▶ [TEXT PASSAGE]:
*-*-*
- Pfizer wins the bidding war for Medivation that has been going on the better part of the summer with an offer that is worth $14 billion, beating out Sanofi, as well as other suitors.
- Pfizer is paying $81.50 per share for Medivation, which has a market capitalization of more $11 billion.
- The big pharma is paying for the deal with cash on hand and expects the acquisition will be immediately accretive to earnings. The deal is expected to close in the third or fourth quarter of this year after Pfizer completes a tender offer for all shares.
After rumors surfaced Sunday night that Pfizer had won the ongoing negotiations for cancer drug developer Medivation, the big pharma confirmed the acquisition Monday morning. Pfizer beat out Sanofi's public bid of more than $9 billion, and several other companies were rumored to be bidding including Merck & Co. and Amgen.
The main draw for Pfizer – and several other big pharmas and biotechs – is Medivation's market-leading prostate cancer drug Xtandi (enzalutamide), which brings more than $2 billion in sales annually.
Beyond that, Medivation has a strong pipeline full of oncology assets, including the Phase 3 PARP inhibitor talazoparib, being developed for BRCA-mutated breast cancer. The biotech also has an immune-oncology asset in development for diffuse large B-cell lymphoma and other hematological cancers.
Pfizer has been trying to set itself apart from competitors with its oncology pipeline, but has been lagging behind companies like Merck & Co. and Bristol-Myers Squibb, which are dominating the immune-oncology landscape.
*-*-*
▶ [MATERIAL SHOWN]:
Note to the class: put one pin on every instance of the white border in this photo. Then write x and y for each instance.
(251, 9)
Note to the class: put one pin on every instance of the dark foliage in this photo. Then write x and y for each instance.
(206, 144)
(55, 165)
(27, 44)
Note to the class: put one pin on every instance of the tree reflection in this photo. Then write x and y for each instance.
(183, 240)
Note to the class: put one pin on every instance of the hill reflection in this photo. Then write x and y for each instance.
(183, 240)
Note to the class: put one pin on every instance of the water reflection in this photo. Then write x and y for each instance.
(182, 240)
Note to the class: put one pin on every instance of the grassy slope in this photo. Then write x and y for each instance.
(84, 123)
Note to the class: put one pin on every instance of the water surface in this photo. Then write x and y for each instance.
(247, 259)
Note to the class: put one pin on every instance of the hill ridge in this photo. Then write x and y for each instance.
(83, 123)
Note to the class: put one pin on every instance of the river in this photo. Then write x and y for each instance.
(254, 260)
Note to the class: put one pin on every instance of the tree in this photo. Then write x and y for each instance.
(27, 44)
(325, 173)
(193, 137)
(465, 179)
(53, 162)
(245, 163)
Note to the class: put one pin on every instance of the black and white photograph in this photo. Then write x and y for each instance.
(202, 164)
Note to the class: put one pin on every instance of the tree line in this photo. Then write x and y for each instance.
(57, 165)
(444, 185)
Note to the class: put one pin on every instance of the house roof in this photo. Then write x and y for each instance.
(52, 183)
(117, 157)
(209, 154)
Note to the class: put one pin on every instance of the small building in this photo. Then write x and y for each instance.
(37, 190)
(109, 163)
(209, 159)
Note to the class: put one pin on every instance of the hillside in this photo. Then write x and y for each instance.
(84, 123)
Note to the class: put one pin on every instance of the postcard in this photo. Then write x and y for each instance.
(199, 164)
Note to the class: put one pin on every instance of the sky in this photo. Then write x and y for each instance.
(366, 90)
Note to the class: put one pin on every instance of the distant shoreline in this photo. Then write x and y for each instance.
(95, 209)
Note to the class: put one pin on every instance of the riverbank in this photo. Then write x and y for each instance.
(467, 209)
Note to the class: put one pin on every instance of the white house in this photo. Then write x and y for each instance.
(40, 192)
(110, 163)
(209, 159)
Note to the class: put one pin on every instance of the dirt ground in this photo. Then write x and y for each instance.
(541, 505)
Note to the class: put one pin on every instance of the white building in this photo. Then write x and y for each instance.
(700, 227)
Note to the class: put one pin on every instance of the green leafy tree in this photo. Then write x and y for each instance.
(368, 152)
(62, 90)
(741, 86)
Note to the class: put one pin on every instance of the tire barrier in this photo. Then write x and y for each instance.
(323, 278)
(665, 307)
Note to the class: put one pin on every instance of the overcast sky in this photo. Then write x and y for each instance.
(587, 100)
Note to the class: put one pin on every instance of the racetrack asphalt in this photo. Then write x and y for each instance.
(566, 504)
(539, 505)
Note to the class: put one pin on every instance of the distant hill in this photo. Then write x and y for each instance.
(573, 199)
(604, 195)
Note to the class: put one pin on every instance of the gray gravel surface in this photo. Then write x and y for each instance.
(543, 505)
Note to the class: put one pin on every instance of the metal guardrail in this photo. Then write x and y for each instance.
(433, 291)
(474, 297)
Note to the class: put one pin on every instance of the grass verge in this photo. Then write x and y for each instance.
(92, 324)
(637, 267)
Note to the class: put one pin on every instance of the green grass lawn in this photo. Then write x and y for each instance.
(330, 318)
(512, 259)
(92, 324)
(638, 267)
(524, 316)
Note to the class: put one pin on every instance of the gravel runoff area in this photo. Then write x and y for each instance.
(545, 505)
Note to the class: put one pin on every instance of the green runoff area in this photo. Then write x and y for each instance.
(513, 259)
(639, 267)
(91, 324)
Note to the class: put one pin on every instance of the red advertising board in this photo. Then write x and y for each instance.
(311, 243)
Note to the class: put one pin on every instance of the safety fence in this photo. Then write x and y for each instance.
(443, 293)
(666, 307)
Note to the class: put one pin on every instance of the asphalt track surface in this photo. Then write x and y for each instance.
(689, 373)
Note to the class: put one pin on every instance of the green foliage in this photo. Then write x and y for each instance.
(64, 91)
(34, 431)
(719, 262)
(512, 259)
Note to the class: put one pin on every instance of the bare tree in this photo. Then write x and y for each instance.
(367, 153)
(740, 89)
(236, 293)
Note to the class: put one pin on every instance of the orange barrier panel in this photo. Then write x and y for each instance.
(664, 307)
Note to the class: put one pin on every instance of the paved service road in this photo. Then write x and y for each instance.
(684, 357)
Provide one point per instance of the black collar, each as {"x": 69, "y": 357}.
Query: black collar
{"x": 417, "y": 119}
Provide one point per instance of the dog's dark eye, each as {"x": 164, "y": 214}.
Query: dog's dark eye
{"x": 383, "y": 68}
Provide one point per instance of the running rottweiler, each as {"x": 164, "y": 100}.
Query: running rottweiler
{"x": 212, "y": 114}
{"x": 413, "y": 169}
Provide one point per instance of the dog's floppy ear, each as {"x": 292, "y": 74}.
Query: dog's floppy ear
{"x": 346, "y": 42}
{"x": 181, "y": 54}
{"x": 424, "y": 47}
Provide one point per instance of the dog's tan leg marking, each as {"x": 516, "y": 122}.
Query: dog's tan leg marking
*-*-*
▶ [TASKS AND EXERCISES]:
**a)** In the article on Pfizer's acquisition of Medivation, what price per share is Pfizer paying?
**b)** Please list every company named in the article on Pfizer's acquisition of Medivation.
**c)** Carry on the article on Pfizer's acquisition of Medivation after its final sentence.

▶ [ANSWERS TO EACH TASK]:
**a)** $81.50 per share.

**b)** Pfizer, Medivation, Sanofi, Merck & Co., Amgen, Bristol-Myers Squibb

**c)**
Pfizer Chairman Ian Read said on call with investors Monday morning that it expects to take advantage of the Medivation portfolio by creating combination therapies.
The pharma's Ibrance (palbociclib) is a first-in-class CDK 4/6 inhibitor that has had strong supportive data and is on track to be a blockbuster this year. Yet, the drug faces potential best-in-class competition from Eli Lilly & Co. and Novartis.
"We see Medivation as a logical fit for Pfizer as it continues to build its presence in oncology through Ibrance, Sutent, Inlyta, Xalkori and its immuno-oncology pipeline," wrote Jefferies analyst Jeffrey Holford in a same day note to investors. "In addition, the transaction should help bridge earnings growth though the next few years as Prevnar-13 sales plateau and the company faces revenue pressure from loss of exclusivities for Viagra (2018) and Lyrica (2019)."
Pfizer noted during the call with analysts that the acquisition would not affect the timing of its decision to split, and that it still intends to inform investors if it will split up the company by year-end.